Point annotations for photos
------------------------
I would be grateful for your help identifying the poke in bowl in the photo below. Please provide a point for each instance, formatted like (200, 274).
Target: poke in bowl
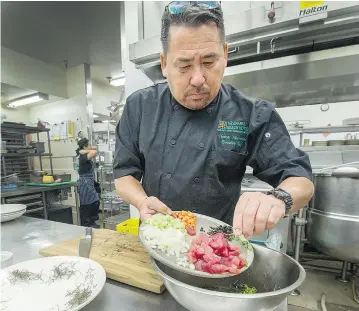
(196, 244)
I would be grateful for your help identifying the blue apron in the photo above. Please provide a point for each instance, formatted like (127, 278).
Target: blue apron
(86, 188)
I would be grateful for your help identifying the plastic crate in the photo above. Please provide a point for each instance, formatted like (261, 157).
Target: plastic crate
(130, 226)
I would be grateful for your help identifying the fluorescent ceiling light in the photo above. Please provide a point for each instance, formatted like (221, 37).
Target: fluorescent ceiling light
(28, 99)
(118, 81)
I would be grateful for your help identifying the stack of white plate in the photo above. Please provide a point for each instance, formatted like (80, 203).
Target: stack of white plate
------------------------
## What is required
Starting with the line that contains "I would be grateful for your help identifying the plastic", repeat each line through the last one exactly as it appears. Include both ends and nothing more.

## Solved problem
I would be grateful for your help identifying the plastic crate in the photo above. Please provide a point for each instance, formatted like (261, 157).
Target: plastic crate
(130, 226)
I would be grateful for your help identifying the fluorescent ceiling light in the photo above. Please provide a point for each instance, formatted like (221, 37).
Target: fluorescent ceiling light
(28, 99)
(118, 81)
I would be grateful for your help identifying the stack of white plate in the photo above. Please provide a point for each instance, formatted like (80, 203).
Target: stack of white plate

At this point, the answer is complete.